-- Begin Exercise inputs --

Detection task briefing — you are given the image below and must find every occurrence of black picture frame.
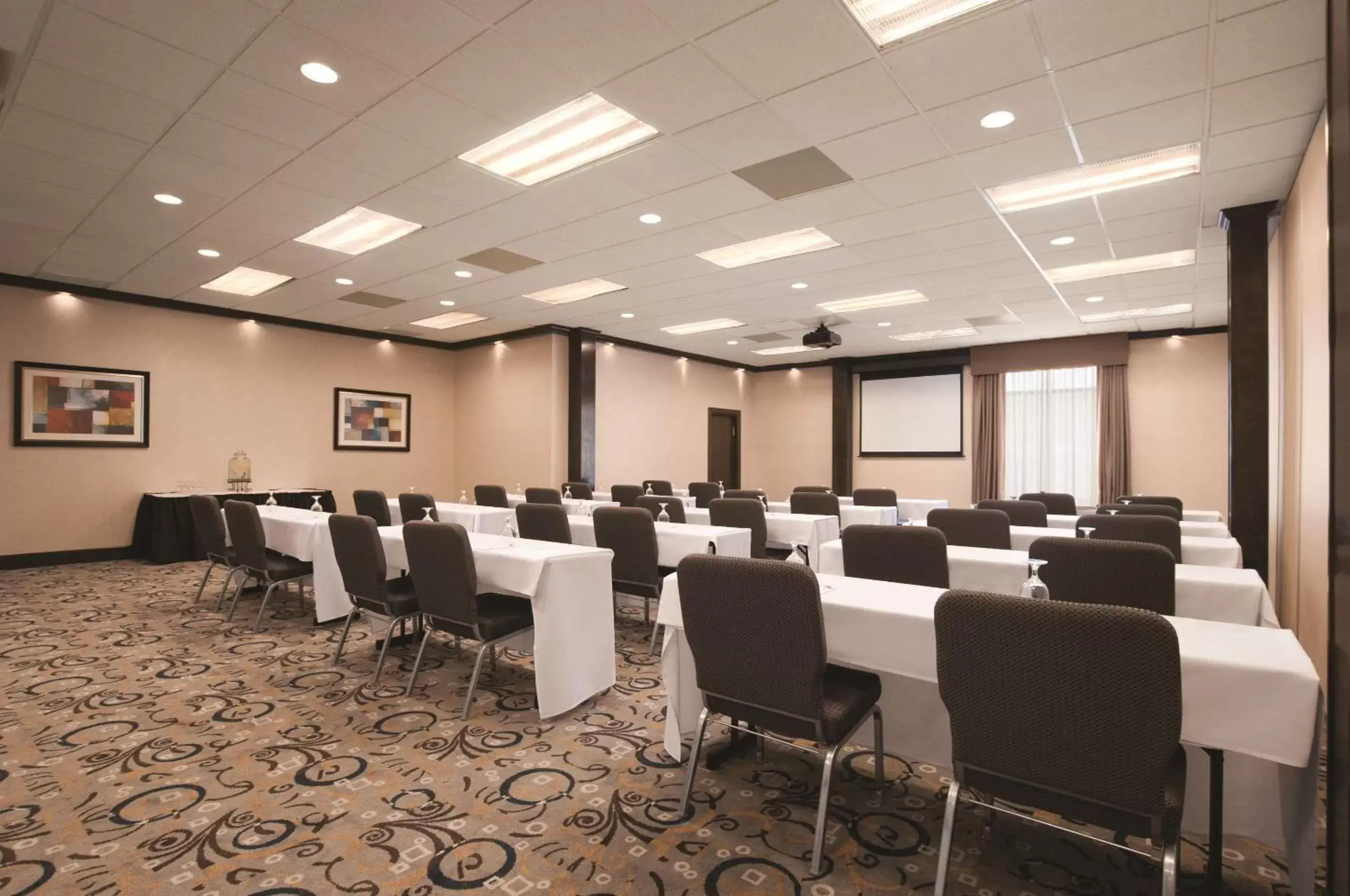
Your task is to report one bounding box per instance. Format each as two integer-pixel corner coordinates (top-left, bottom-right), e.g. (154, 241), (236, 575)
(11, 360), (150, 448)
(333, 386), (413, 453)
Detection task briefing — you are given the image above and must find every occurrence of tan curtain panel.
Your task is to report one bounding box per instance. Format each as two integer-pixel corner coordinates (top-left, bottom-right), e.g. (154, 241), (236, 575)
(1098, 364), (1130, 502)
(971, 374), (1003, 502)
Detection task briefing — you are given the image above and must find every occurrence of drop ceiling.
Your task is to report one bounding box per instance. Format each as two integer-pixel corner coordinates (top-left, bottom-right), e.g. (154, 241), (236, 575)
(0, 0), (1324, 363)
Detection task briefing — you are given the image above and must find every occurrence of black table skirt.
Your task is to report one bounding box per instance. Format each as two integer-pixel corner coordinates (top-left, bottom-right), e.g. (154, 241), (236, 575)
(131, 488), (338, 563)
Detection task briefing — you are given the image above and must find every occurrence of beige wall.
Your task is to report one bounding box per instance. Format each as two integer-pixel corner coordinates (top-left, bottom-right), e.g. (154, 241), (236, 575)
(0, 286), (455, 553)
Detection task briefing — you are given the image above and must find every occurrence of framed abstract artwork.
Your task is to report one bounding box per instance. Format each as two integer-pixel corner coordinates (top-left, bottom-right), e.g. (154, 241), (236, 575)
(14, 360), (150, 448)
(333, 386), (413, 451)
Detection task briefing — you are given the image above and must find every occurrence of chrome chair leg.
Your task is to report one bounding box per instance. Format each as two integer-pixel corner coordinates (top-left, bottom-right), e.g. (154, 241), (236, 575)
(933, 780), (961, 896)
(679, 707), (707, 818)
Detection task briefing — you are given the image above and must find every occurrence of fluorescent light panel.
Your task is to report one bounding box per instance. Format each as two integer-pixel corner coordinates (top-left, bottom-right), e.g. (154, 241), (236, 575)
(698, 227), (838, 267)
(1079, 305), (1191, 324)
(525, 277), (628, 305)
(201, 267), (292, 296)
(988, 143), (1200, 212)
(662, 317), (745, 336)
(295, 205), (421, 255)
(1045, 248), (1195, 283)
(815, 289), (927, 314)
(459, 93), (659, 186)
(844, 0), (1002, 47)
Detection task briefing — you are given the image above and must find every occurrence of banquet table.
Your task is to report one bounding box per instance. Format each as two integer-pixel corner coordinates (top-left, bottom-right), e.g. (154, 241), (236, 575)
(657, 567), (1322, 896)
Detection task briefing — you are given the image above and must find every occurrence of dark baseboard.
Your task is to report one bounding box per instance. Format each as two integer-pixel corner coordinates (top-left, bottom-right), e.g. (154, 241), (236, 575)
(0, 545), (135, 569)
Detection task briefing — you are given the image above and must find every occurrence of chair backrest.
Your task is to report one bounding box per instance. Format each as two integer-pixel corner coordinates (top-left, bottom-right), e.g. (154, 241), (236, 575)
(1018, 491), (1079, 517)
(474, 486), (510, 507)
(1027, 537), (1177, 615)
(688, 482), (722, 507)
(404, 522), (478, 626)
(636, 495), (686, 522)
(787, 491), (840, 517)
(1076, 513), (1181, 563)
(707, 498), (768, 557)
(975, 501), (1047, 529)
(188, 495), (228, 560)
(939, 588), (1181, 818)
(226, 501), (267, 572)
(853, 488), (896, 507)
(516, 503), (572, 544)
(559, 482), (595, 501)
(594, 507), (662, 586)
(927, 507), (1012, 551)
(678, 555), (826, 737)
(1115, 495), (1185, 513)
(1098, 502), (1181, 522)
(328, 513), (389, 613)
(398, 491), (440, 522)
(525, 486), (563, 507)
(841, 525), (950, 588)
(351, 488), (391, 526)
(609, 486), (643, 507)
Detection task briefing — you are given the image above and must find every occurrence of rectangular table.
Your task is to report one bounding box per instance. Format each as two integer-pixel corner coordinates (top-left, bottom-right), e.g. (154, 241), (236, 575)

-- End Exercise inputs --

## Problem
Reproduce the entries starting at the line containing "of beige wall." and ending after the line containing "(657, 567), (1322, 896)", with every "integer-pixel" swapped for "whole-number pixel" and everything else unchanged.

## Solved exercise
Detection task briefing — you are given the image above and must find every occurrence of beige wall.
Your task is to report one bounding box per instance. Format each as two whole-number pixel corner coordinates (top-left, bottom-right), e.g. (154, 241), (236, 575)
(0, 286), (455, 553)
Detection task briefing — you are given the image above and must find every occurrence of framed abstract artwork.
Your task is to report one bounding box per instance. Format each as two whole-number pixel corner coordinates (top-left, bottom-right), e.g. (154, 241), (236, 575)
(14, 360), (150, 448)
(333, 386), (413, 451)
Detection task briefing — you are given the image above and must find every occurrence of chrome chair leg.
Your task is to report one bounding box per instance. Format each as two whole-number pixel corner coordinates (top-left, bottom-right), e.g. (154, 241), (236, 575)
(933, 780), (961, 896)
(679, 707), (707, 818)
Detection task briefing — you are given the image above and must find every occurrence of fluorescent light panel.
Your task is to report one bounding box per instance. Format each as two whole-number pixel corner coordinates (top-left, bottom-right), e.g. (154, 241), (236, 575)
(698, 227), (838, 267)
(1079, 305), (1191, 324)
(525, 277), (628, 305)
(201, 267), (292, 296)
(988, 143), (1200, 212)
(662, 317), (745, 336)
(295, 205), (421, 255)
(1045, 248), (1195, 283)
(815, 289), (927, 314)
(459, 93), (659, 186)
(844, 0), (1002, 47)
Detection task briefing — you are given the image above and must find every occurrence of banquet table.
Your task is to report one bounding box per instance. Format each as two whole-number pixel corner coordinates (top-left, bottom-right), e.g. (154, 241), (236, 575)
(657, 567), (1322, 896)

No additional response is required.